Repeat every one of the entries below word for word, changing nothing.

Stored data
* Begin *
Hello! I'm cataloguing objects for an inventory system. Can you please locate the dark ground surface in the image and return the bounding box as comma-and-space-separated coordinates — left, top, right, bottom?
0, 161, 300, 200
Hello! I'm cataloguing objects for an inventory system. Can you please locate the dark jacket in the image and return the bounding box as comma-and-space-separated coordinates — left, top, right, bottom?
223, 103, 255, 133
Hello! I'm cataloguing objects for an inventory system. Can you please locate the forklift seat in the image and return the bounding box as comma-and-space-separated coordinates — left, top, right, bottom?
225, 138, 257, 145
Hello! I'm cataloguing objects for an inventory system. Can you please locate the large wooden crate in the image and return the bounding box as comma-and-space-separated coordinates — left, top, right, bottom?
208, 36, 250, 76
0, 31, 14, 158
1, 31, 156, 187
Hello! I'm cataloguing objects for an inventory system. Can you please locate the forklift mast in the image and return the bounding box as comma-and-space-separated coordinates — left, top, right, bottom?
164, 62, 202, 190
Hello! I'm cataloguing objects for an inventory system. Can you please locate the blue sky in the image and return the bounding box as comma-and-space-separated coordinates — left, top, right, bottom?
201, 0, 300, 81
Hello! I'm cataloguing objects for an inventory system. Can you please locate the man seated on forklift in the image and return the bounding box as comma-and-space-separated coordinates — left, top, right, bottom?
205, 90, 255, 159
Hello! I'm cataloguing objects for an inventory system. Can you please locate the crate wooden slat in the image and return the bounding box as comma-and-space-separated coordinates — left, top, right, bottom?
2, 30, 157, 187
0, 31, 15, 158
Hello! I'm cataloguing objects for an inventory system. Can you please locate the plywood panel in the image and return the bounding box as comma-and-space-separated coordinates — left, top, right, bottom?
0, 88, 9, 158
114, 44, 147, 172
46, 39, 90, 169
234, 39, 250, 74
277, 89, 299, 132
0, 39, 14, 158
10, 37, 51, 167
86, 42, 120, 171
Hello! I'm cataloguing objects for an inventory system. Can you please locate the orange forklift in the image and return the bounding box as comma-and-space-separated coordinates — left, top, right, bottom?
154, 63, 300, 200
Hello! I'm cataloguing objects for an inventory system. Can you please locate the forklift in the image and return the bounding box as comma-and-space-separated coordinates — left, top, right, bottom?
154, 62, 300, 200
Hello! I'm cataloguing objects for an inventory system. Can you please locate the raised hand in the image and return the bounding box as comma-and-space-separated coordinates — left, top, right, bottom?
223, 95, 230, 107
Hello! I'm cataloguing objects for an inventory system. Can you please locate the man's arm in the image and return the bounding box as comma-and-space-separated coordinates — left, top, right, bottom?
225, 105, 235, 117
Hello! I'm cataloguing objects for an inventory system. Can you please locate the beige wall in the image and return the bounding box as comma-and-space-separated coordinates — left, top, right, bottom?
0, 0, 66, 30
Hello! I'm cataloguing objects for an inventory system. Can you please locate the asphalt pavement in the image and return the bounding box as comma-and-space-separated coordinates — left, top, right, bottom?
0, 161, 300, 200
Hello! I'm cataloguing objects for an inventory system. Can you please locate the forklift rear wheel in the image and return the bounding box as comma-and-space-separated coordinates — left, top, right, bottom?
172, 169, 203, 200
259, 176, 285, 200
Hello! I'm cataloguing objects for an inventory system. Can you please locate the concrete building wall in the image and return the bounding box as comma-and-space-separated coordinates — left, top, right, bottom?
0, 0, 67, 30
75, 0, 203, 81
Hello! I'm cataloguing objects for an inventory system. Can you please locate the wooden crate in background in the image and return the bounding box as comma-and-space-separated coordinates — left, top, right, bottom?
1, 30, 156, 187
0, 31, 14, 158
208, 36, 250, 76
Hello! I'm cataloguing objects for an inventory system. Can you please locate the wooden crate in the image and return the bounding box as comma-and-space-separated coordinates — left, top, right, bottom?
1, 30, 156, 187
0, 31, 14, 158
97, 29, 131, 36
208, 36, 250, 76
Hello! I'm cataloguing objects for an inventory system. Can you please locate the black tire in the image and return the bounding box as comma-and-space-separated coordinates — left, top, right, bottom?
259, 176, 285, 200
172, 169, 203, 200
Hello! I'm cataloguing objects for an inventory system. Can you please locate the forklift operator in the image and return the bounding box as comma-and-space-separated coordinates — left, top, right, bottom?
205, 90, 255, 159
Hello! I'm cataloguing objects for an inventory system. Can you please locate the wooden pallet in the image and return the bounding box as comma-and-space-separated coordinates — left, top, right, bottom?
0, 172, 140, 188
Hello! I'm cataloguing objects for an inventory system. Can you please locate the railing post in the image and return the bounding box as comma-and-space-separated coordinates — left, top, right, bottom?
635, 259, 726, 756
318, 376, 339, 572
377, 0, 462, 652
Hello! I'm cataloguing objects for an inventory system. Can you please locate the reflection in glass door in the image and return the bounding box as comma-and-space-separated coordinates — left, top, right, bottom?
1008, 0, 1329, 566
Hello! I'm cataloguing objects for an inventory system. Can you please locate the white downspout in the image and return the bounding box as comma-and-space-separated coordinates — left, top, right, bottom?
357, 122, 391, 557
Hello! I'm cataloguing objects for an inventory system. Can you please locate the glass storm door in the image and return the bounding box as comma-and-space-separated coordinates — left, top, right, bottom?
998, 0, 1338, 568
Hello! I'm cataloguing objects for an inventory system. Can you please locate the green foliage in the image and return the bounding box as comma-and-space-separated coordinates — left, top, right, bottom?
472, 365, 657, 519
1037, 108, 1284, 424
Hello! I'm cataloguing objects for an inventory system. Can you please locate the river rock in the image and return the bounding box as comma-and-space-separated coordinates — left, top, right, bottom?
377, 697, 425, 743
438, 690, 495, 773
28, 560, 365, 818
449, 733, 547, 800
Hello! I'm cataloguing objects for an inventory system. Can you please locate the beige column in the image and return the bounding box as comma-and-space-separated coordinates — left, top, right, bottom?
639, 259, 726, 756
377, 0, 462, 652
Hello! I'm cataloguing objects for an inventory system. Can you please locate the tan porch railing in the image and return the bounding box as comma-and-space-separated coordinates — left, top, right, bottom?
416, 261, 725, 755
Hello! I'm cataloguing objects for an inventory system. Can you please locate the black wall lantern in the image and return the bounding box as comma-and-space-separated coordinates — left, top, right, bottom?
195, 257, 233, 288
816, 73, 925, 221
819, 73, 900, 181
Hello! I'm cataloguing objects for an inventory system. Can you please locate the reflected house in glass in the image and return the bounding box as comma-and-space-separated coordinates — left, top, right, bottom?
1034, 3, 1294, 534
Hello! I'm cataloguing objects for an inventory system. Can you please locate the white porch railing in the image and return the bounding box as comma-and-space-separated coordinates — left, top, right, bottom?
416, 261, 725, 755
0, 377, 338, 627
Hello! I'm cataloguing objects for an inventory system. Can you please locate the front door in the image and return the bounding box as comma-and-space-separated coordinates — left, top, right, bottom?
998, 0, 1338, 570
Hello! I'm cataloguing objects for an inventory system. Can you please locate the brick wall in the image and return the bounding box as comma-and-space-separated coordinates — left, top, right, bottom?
* End *
## Task response
Hello! I'm cataloguing objects for an inventory system. Can you please locate the dark ground surface in the image and return the bounding box as comma-and-space-separated coordinates — left, top, right, bottom?
0, 161, 300, 200
Hello! I'm cataloguing objects for an inventory system. Can you please locate the dark jacket in the image and return the bounding box as comma-and-space-separated coordinates — left, top, right, bottom?
223, 103, 255, 133
Hello! I'm cataloguing objects for an inventory system. Can you please locate the forklift seat in the image and return the bounding box as comma-and-space-separated coordinates — left, top, right, bottom?
225, 138, 257, 145
Hello! I'm cataloguing objects for an inventory system. Can you please locate the large wooden crate in the image and return the bounding box as comma-and-space-separated coordinates — left, top, right, bottom?
208, 36, 250, 76
0, 31, 14, 158
1, 31, 156, 187
Hello! I'm cataloguing objects for an inventory system. Can you please locate the forklift mast in the image and return the bounding box as comma-and-space-separated coordinates — left, top, right, bottom?
164, 62, 202, 190
Hello! I'm cataloguing objects for an inventory system. Can you please locate the blue sky in the image and return the bounding box as comma-and-space-separated coordinates — left, top, right, bottom?
201, 0, 300, 81
Hello! I'm cataloguing objects for an inventory system. Can you please locate the man seated on forklift in the image and return the bounding box as comma-and-space-separated coordinates — left, top, right, bottom?
205, 90, 255, 159
Hello! I'm cataloguing objects for an inventory system. Can you please locate the crate wooden slat in the image and return the bounding box as comma-and-space-separated coordinates — left, top, right, bottom?
2, 30, 157, 187
0, 31, 15, 158
Hello! I'm cataloguing objects for an inventory system. Can you please locate the plywood panel in the image and return the bounding box as comma-and-space-separated coordinates — left, top, right, bottom?
0, 88, 9, 158
114, 44, 147, 172
46, 39, 90, 169
234, 39, 250, 74
277, 89, 299, 132
0, 39, 14, 158
10, 37, 51, 167
86, 42, 120, 171
Hello! I'm cataloguing objects for an inventory system. Can you please locate the orange forklift in the image and return the bounding box as comma-and-space-separated coordinates — left, top, right, bottom?
154, 63, 300, 200
Hello! I'm cataloguing objects for an inventory system. Can you please locate the forklift in the image and return the bounding box as comma-and-space-separated coordinates — left, top, right, bottom?
154, 62, 300, 200
Hello! I'm cataloguing objects for an inventory system. Can you please locate the raised hand in the image and return the bounding box as comma-and-space-separated coordinates — left, top, right, bottom?
223, 95, 230, 107
Hello! I'm cataloguing objects for an inventory system. Can you please locate the man's arm in the image and return the bounding box as comma-and-space-separated coordinates — left, top, right, bottom?
225, 105, 235, 117
Hello! I'm cataloguing objects for an inventory system. Can you please locate the beige wall in the image and return the bounding box as comma-and-space-separated coordinates — left, top, right, bottom?
0, 0, 66, 30
Hello! I'm cataloguing objects for an inventory system. Can you please locate the asphalt pavement in the image and return the bounding box as comma-and-space-separated coordinates — left, top, right, bottom?
0, 161, 300, 200
Hello! I'm cataloguing objects for an inventory system. Can you please locate the forklift rear wheel in the image and return the bounding box as comma-and-space-separated coordinates — left, top, right, bottom?
172, 169, 203, 200
259, 176, 285, 200
Hello! I'm cataloguing objects for an inventory system. Can you please locate the concrete building wall in the image and return the bounding box as comma-and-space-separated coordinates — left, top, right, bottom?
0, 0, 67, 30
75, 0, 203, 81
Hello! I'm cataloguing objects for an inventory system. Can you please locate the wooden crate in background in the image and return the bounding box as comma-and-space-separated coordinates — left, top, right, bottom?
1, 30, 156, 187
0, 31, 14, 158
208, 36, 250, 76
Hello! I'm cataloguing objects for an inventory system. Can you please locate the wooden crate in the image and return the bounding box as comma-and-space-separated coordinates — left, top, right, bottom?
1, 30, 156, 187
0, 31, 14, 158
97, 29, 131, 36
208, 36, 250, 76
Hello! I'm cataloguing objects for an inventory system. Can you please locate the black tire in the image and return the bounding box as comma-and-space-separated coordinates — left, top, right, bottom?
259, 176, 285, 200
172, 169, 203, 200
Hello! I'm cataloguing objects for an inventory system. Can you please locate the forklift operator in the image and return the bounding box as comma-and-space-separated coordinates — left, top, right, bottom?
205, 90, 255, 159
Hello! I'm cataloguing objects for an inventory system. Can you please locate the wooden pallet in the image and return the bounding box as comma-and-space-separated coordinates — left, top, right, bottom?
0, 172, 140, 188
Hello! I'm cataloguing objects for an inventory system. Can you please locate the railing post in the image and return the bounding box as comma-and-space-separated coordinates — left, top, right, bottom?
635, 259, 726, 756
318, 376, 339, 572
377, 0, 462, 652
Hello! I'm cataloguing objects for an inventory system. Can you please locate the reflection in glass door in the image and return the bounding box as comma-and-space-separated coordinates — left, top, right, bottom?
1008, 0, 1329, 566
Hello! I'm cataloguing objects for an inventory system. Can you please locate the white downspout in the image and return the bounding box as comma-and-space-separated coordinates — left, top, right, bottom?
357, 122, 391, 557
Hello! I'm cataloguing objects for an inventory system. Can you please locate the glass storm door in the image and return the bounding box as comma-and-space-separated coordinates — left, top, right, bottom?
998, 0, 1338, 568
Hello! I'm cataloguing objects for an inventory system. Can you please locate the green foliage in the image and return the bounding box as comma-and-space-separated coordinates — left, top, right, bottom?
472, 365, 657, 519
1037, 108, 1284, 424
Hello! I'm cataloguing objects for an inventory system. Can you please locate the river rock in the image and return the bounding box as comma-and-space-separated coordinates — left, top, right, bottom?
377, 697, 425, 743
438, 690, 495, 773
28, 560, 365, 818
449, 733, 547, 800
Hello! I'm cataloguing objects for an inventory system. Can you please locate the beige column in the image and return the bounding box as comma-and-space-separated coordinates — left, top, right, bottom?
639, 259, 726, 756
377, 0, 462, 652
Hello! I'm cataloguing objects for an inventory system. Can you please locate the tan porch railing in the image and return the bounding box as comma-and-space-separated coordinates — left, top, right, bottom?
416, 261, 725, 755
Hello! I'm cataloguing objects for an inventory system. Can you please locate the black wall lantern in the image and return the bounding box as comma-and-space-separated coordinates — left, top, right, bottom?
195, 257, 233, 288
816, 73, 925, 221
819, 73, 900, 181
Hello! I'm cataloguing objects for an inventory system. Can you please locate the reflected house in glass in the image and return the bounding box as comma-and-space-separated coordinates — left, top, right, bottom?
1034, 3, 1294, 534
Hello! I'm cataloguing objects for an inventory system. Can you please locate the white porch railing in the image and return the bounding box as comma-and-space-separated coordinates — left, top, right, bottom?
416, 261, 725, 755
0, 377, 338, 627
Hello! I'm cataloguing objects for an inventory system. Can you please locate the front door in the image and return the bounding box as comma-and-space-separated coordinates — left, top, right, bottom?
998, 0, 1338, 570
Hello! I'm cataloguing objects for an inventory system. Can you please locate the brick wall in the image and return the bounding box as comma-and-space-separated coordinates — left, top, right, bottom?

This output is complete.